↓

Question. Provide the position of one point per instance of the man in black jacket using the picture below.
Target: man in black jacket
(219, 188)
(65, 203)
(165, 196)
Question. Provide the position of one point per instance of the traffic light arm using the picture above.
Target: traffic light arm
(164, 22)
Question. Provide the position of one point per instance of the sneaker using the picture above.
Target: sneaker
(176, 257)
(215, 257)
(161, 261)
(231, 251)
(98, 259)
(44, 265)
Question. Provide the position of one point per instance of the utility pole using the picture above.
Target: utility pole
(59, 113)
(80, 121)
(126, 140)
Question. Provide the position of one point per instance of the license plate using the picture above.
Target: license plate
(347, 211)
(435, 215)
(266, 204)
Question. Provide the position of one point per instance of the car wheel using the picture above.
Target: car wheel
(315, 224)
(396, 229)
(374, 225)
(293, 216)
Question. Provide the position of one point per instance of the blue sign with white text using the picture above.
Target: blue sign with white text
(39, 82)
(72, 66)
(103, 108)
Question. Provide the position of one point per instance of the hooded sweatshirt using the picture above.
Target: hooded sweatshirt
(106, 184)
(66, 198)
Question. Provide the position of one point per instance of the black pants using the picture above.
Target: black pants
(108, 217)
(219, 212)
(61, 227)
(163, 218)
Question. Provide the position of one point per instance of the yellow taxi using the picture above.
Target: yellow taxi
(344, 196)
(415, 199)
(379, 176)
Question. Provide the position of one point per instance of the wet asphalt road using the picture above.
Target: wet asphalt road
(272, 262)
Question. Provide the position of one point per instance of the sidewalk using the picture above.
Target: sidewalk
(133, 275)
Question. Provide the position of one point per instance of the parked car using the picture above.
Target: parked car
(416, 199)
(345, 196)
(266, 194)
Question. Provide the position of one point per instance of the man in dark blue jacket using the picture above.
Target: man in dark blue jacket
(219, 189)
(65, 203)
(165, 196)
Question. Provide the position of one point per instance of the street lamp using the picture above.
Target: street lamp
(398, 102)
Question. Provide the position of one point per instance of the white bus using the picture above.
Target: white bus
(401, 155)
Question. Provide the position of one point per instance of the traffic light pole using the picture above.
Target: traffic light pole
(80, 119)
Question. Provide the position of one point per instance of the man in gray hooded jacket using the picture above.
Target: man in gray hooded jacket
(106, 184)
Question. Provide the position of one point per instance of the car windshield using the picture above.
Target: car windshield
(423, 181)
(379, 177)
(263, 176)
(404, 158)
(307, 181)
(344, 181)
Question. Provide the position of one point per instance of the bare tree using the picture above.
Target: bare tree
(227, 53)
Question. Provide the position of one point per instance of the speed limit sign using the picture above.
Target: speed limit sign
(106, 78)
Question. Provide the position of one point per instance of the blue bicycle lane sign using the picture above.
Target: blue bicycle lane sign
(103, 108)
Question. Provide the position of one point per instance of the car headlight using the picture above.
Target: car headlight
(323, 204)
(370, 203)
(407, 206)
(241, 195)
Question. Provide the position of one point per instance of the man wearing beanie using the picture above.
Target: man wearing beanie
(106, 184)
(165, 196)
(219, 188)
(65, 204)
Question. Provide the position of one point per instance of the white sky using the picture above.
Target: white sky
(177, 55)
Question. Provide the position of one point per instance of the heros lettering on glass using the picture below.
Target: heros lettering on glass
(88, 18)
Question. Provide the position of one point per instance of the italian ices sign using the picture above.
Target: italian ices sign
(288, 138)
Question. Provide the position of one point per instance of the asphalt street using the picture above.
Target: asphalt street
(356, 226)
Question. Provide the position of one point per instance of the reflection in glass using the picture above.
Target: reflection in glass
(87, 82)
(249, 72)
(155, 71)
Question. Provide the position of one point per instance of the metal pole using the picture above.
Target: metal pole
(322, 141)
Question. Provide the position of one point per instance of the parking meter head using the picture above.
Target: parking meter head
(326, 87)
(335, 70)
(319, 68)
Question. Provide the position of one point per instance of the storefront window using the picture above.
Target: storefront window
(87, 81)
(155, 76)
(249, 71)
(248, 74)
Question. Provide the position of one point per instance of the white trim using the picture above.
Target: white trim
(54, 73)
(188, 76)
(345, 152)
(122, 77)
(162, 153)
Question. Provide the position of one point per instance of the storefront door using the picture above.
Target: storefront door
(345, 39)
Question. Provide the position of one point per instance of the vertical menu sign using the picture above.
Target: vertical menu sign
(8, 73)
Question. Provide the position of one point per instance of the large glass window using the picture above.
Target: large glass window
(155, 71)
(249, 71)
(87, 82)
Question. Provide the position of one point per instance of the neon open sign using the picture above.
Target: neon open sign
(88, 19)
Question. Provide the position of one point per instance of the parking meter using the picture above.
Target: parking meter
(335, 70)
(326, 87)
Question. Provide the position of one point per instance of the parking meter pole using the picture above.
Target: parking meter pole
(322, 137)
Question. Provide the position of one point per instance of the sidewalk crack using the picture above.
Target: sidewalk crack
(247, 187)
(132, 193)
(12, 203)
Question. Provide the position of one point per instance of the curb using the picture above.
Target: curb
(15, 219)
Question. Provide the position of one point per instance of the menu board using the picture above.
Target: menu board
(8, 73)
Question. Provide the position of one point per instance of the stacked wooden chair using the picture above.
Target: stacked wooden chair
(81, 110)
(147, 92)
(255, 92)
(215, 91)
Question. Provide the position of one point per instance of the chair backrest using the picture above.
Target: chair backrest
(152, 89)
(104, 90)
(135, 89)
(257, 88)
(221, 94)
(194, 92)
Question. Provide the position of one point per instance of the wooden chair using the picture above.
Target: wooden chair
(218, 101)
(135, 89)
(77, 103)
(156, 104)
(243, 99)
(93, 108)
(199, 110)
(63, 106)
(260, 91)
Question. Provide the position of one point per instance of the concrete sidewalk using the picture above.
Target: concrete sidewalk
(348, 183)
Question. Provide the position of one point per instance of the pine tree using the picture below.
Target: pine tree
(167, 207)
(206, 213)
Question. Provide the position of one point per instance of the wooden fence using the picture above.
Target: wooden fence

↑

Prompt ▸ Word for word, copy the listing above in its entirety.

Written response ▸
Question. Provide the position of one point per instance of the man in black jacket using the picture below.
Target: man in black jacket
(219, 188)
(65, 203)
(165, 196)
Question. Provide the position of one point per instance of the traffic light arm using the picture above.
Target: traffic light arm
(164, 22)
Question. Provide the position of one point per instance of the sneaker using the picture above.
Target: sneaker
(176, 257)
(215, 257)
(161, 261)
(231, 251)
(98, 259)
(44, 265)
Question. Provide the position of one point per instance of the utility pole using the picture above.
Target: utility pole
(59, 113)
(80, 121)
(126, 140)
Question. Provide the position of one point per instance of the license plate using the picture above.
Target: license plate
(347, 211)
(435, 215)
(266, 204)
Question. Provide the position of one point per instance of the car wheel using the picture above.
Target: car wheel
(315, 224)
(396, 229)
(374, 225)
(293, 216)
Question. Provide the position of one point per instance of the blue sign with white text using the picture above.
Target: blue sign with white text
(39, 82)
(72, 66)
(103, 108)
Question. Provide the position of one point per instance of the hooded sweatshirt using the picture above.
Target: hooded sweatshirt
(106, 184)
(66, 198)
Question. Provide the position of one point per instance of the black pants using the picture above.
Target: black pants
(108, 217)
(219, 212)
(61, 227)
(163, 218)
Question. Provide the position of one point per instance of the yellow taxi using the picture above.
Target: yellow taxi
(344, 196)
(415, 199)
(379, 176)
Question. Provide the position of one point per instance of the wet asphalt road using the picture above.
Target: wet asphalt road
(272, 262)
Question. Provide the position of one point per instance of the sidewalk using the picture above.
Target: sidewalk
(133, 275)
Question. Provide the position of one point per instance of the parked car using the picture above.
Target: parked car
(416, 199)
(345, 196)
(266, 194)
Question. Provide the position of one point per instance of the man in dark blue jacket using the picture above.
Target: man in dark blue jacket
(219, 189)
(65, 203)
(165, 196)
Question. Provide the position of one point per instance of the street lamp using the picture above.
Target: street lamp
(398, 102)
Question. Provide the position of one point per instance of the white bus using the picture above.
Target: white bus
(401, 155)
Question. Provide the position of one point per instance of the traffic light pole using the picture above.
Target: traffic light pole
(80, 119)
Question. Provide the position of one point per instance of the man in gray hooded jacket using the picture above.
Target: man in gray hooded jacket
(106, 184)
Question. Provide the position of one point per instance of the car windshield using the picture above.
Target: car windshield
(423, 181)
(379, 177)
(263, 176)
(404, 158)
(307, 181)
(344, 181)
Question. Provide the position of one point per instance of the bare tree using the picture above.
Target: bare tree
(227, 53)
Question. Provide the position of one point per instance of the speed limit sign using the picture above.
Target: speed limit sign
(106, 78)
Question. Provide the position of one point per instance of the blue bicycle lane sign using the picture above.
Target: blue bicycle lane sign
(103, 108)
Question. Provide the position of one point per instance of the car headlight using the picture above.
Target: car headlight
(323, 204)
(370, 203)
(407, 206)
(241, 195)
Question. Provide the position of one point per instance of the man wearing beanie using the picture above.
Target: man wearing beanie
(106, 184)
(165, 196)
(219, 188)
(65, 204)
Question. Provide the position of one point per instance of the white sky using the picture above.
Target: white sky
(177, 55)
Question. Provide the position of one point per instance of the heros lettering on glass using the picture below.
Target: heros lettering on glass
(88, 18)
Question. Provide the position of one point per instance of the italian ices sign using the picture above.
Target: italian ices sign
(288, 138)
Question. Provide the position of one point per instance of the asphalt street using the picture above.
Target: asphalt street
(356, 226)
Question. Provide the position of one point per instance of the reflection in glass using the picture above.
Target: reflection in glass
(87, 82)
(249, 72)
(155, 71)
Question. Provide the position of one point per instance of the metal pole using the picture above.
Target: metal pole
(322, 141)
Question. Provide the position of one point per instance of the parking meter head using the picture above.
Target: parking meter head
(326, 87)
(335, 70)
(319, 68)
Question. Provide the position of one point per instance of the storefront window using the picture above.
Target: storefront window
(87, 81)
(155, 76)
(249, 71)
(248, 74)
Question. Provide the position of one point per instance of the white trim using the picture above.
Target: white trim
(54, 73)
(188, 76)
(345, 152)
(122, 77)
(162, 153)
Question. Provide the position of one point per instance of the storefront door using the picture above.
Target: storefront door
(345, 39)
Question. Provide the position of one point per instance of the vertical menu sign using the picture above.
Target: vertical menu sign
(8, 73)
Question. Provide the position of one point per instance of the large glass window using the picture above.
Target: large glass window
(155, 71)
(249, 71)
(87, 82)
Question. Provide the position of one point per instance of the neon open sign using the picture above.
Target: neon open sign
(88, 19)
Question. Provide the position of one point per instance of the parking meter using the picture above.
Target: parking meter
(335, 70)
(326, 87)
Question. Provide the position of one point per instance of the parking meter pole using the picture above.
Target: parking meter pole
(322, 137)
Question. Provide the position of one point per instance of the sidewalk crack using the picture above.
Target: sidewalk crack
(247, 187)
(132, 193)
(12, 203)
Question. Provide the position of one point per instance of the curb using the picture above.
Target: curb
(15, 219)
Question. Provide the position of one point per instance of the menu board using the picture above.
Target: menu board
(8, 73)
Question. Provide the position of one point per instance of the stacked wooden chair using the picture above.
Target: stacked wooden chair
(81, 110)
(147, 92)
(255, 92)
(215, 91)
Question. Provide the position of one point per instance of the chair backrest using the picture above.
Target: chair backrest
(152, 89)
(104, 90)
(135, 89)
(257, 88)
(221, 94)
(194, 92)
Question. Provide the position of one point per instance of the wooden chair using the picture above.
Target: wooden chair
(218, 101)
(135, 89)
(77, 103)
(156, 104)
(243, 99)
(93, 108)
(199, 110)
(63, 106)
(260, 91)
Question. Provide the position of one point per instance of the concrete sidewalk using the picture above.
Target: concrete sidewalk
(348, 183)
Question. Provide the position of one point per instance of the pine tree using the picture below.
Target: pine tree
(167, 207)
(206, 213)
Question. Provide the position of one point per instance of the wooden fence using the picture above.
Target: wooden fence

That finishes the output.